» INSTRUCTIONS:
A. In the Tina Wamala profile, during which years did she serve as President of the Public Relations Association of Uganda?
B. Render this sentence from the Tina Wamala profile in Spanish: "She currently serves as a communications officer at the British High Commission, Kampala and is the Chevening Scholarship Officer in Uganda."
C. Carry the Tina Wamala profile forward from its last sentence.

- Occupations: Communications and public relations practitioner

= Tina Wamala =

Ugandan communications and public relations professional

Tina Wamala is a Ugandan communications and public relations professional. She served as President of the Public Relations Association of Uganda (PRAU) from 2023 to 2025 and is the current Communications Officer for the British High Commission in Kampala.

== Career ==
Wamala began her career in media and communications as a television journalist and presenter with Record TV, where she hosted programmes including Day Breaker and other shows. She later transitioned into public relations and communications, holding roles with advertising, media and corporate communications firms including Multi Choice Uganda.

She currently serves as a communications officer at the British High Commission, Kampala and is the Chevening Scholarship Officer in Uganda.

» INFORMATION GIVEN:

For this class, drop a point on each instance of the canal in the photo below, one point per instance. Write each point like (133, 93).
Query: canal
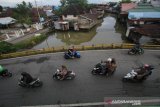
(107, 32)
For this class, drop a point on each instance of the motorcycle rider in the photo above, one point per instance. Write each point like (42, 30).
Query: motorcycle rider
(141, 71)
(2, 71)
(63, 72)
(26, 77)
(110, 66)
(71, 52)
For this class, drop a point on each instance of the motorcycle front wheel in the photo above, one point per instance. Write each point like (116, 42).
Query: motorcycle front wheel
(141, 51)
(94, 72)
(38, 84)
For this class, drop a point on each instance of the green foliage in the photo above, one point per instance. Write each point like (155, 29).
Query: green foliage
(71, 6)
(27, 44)
(126, 1)
(1, 8)
(6, 47)
(22, 13)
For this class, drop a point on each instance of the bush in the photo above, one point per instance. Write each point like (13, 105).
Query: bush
(6, 47)
(27, 44)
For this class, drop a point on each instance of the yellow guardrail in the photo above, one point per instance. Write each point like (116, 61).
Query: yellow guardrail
(63, 48)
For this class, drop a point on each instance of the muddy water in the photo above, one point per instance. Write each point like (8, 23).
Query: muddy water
(109, 31)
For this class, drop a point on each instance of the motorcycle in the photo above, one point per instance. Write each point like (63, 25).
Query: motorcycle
(6, 73)
(135, 51)
(70, 75)
(75, 55)
(99, 69)
(35, 83)
(132, 76)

» OUTPUTS:
A. From 2023 to 2025.

B. Actualmente se desempeña como oficial de comunicaciones en la Alta Comisión Británica en Kampala y es la Oficial de Becas Chevening en Uganda.

C.
== Public Relations Association of Uganda ==
In February 2023, Wamala was elected unopposed as President of the Public Relations Association of Uganda (PRAU), the professional body for communications and public relations practitioners, succeeding the previous leadership after serving as vice president.

During her tenure, PRAU achieved expanded membership, strengthened governance structures, the revival of the PRAU Excellence Awards, national symposiums, a student mentorship programme, and growth in strategic partnerships.

Wamala handed over the presidency in April 2025 to Irene Nakasiita, marking the end of her term as PRAU President.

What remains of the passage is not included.